February 7, 2018
When we learn how to drive, it’s usually in a way that explains the rules- who has the right of way, when you’re allowed to turn on red, which lane to turn into, etc. It all seems cut and dry and black and white. When something goes wrong and you’re involved in an accident, it’s often a driver’s first impulse to analyze the incident from the perspective of the clear rules of the road- who had the right of way at the time of the collision? Which driver was supposed to have control of the lane? It’s tempting to want to view liability along these terms, but in most states, it’s not that simple. Liability typically comes down to an analysis of two key components: duty and causation.

┄┄┄┄┄┄┄┄┄┄┄┄┄┄┄┄┄┄┄┄

> PROMPT: Reproduce the full passage about traffic rules and accident liability word for word, from the date line through its final sentence.

> COLLECTED MATERIAL:
┄┄┄┄┄┄┄┄┄┄┄┄┄┄┄┄┄┄┄┄

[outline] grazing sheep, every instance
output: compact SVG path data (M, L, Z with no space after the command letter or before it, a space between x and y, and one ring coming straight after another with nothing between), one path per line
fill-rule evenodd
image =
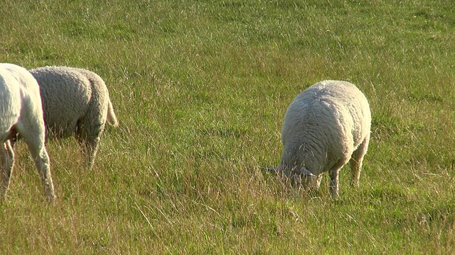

┄┄┄┄┄┄┄┄┄┄┄┄┄┄┄┄┄┄┄┄

> SOLUTION TO THIS TASK:
February 7, 2018
When we learn how to drive, it’s usually in a way that explains the rules- who has the right of way, when you’re allowed to turn on red, which lane to turn into, etc. It all seems cut and dry and black and white. When something goes wrong and you’re involved in an accident, it’s often a driver’s first impulse to analyze the incident from the perspective of the clear rules of the road- who had the right of way at the time of the collision? Which driver was supposed to have control of the lane? It’s tempting to want to view liability along these terms, but in most states, it’s not that simple. Liability typically comes down to an analysis of two key components: duty and causation.